### SELECTED EXCERPT
|---|

But Caesar was no foolish man. He realised that doing so would leave him vulnerable to senatorial prosecution and risk being a nonfactor in Roman politics. Caesar’s beliefs were confirmed by the expulsion of his loyalists, Mark Antony and Quintus Cassius Longinus, from the Senate.
Thus, he disobeyed the Senate’s orders, and was subsequently accused of insubordination and treason by Pompey. In response, Caesar marches the Legio XIII Gemina, a battle hardened group of warriors that fought and won in the Gallic Wars, back home. But they weren’t planning on being received with celebrations and festivities typical of victorious contingents coming home. Instead, they intended to stage a historical uprising against Pompey, the Optimates, the Senate, and Rome herself.
On January 10, 49 BCE, Julius Caesar embarked on a path of no return — one that would either propel him into the books of history as a great man, or condemn him as just another failed rebel. He crossed the Rubicon.
The Rubicon is a river that marked the boundary of Gaul and Italy proper. Crossing the Rubicon is taken today to mean “an irrevocable step that commits one to a specific course” — actually it is referring to this event that happened two thousand years ago, as Caesar crossed the boundary thereby declaring war against the aristocracy.
Pausing at the bank of the Rubicon, Caesar famously commented “Alea iacta est” (‘the die is cast’). And indeed it was. Caesar understood that by disobeying orders from the Senate to revoke his military command, he would be branded a traitor of his beloved Rome. The same Rome that he valiantly fought for all his life. Without a doubt, the stakes were high and he had to win.
In a stroke of fortune for the rebel, back in Rome, Pompey was under the wrong impression that Caesar commanded a large force — for who would dare invade Rome unprepared? Pompey also respected Caesar’s string of victories in Gaul and deferred to his military prowess. This made the worried consul flee from Rome upon news of Caesar’s long march.
Pompey brought along with him many of his Optimate allies and two legions to Brundisium (further down on the Italian Peninsula). He leaves general Domitius in charge of slowing Caesar’s advances, but predictably, that headless army loses the will to fight and surrenders to Caesar.

|---|

[Bounding-box records]
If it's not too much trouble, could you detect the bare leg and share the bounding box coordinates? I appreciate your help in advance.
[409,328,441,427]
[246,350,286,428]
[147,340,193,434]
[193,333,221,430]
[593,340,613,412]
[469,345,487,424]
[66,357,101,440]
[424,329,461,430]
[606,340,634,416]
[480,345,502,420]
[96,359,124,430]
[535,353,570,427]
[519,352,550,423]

|---|

### PROBLEMS TO SOLVE
[1] Write out the Rubicon passage from "Pausing at the" up to and including "had to win.".
[2] Name every person mentioned in the Rubicon passage.
[3] According to the Rubicon passage, is each statement true? (a) The Rubicon marked the boundary of Gaul and Italy proper. (b) Pompey went to Brundisium with three legions. (c) Caesar crossed the Rubicon on January 10, 49 BCE.
These records have no connection to the passage on Caesar and the Rubicon.

### ANSWERS TO THE EXERCISE
[1]
Pausing at the bank of the Rubicon, Caesar famously commented “Alea iacta est” (‘the die is cast’). And indeed it was. Caesar understood that by disobeying orders from the Senate to revoke his military command, he would be branded a traitor of his beloved Rome. The same Rome that he valiantly fought for all his life. Without a doubt, the stakes were high and he had to win.

[2] Julius Caesar, Mark Antony, Quintus Cassius Longinus, Pompey, Domitius

[3]
(a) Yes: "The Rubicon is a river that marked the boundary of Gaul and Italy proper."
(b) No: "Pompey brought along with him many of his Optimate allies and two legions to Brundisium"
(c) Yes: "On January 10, 49 BCE, Julius Caesar embarked on a path of no return"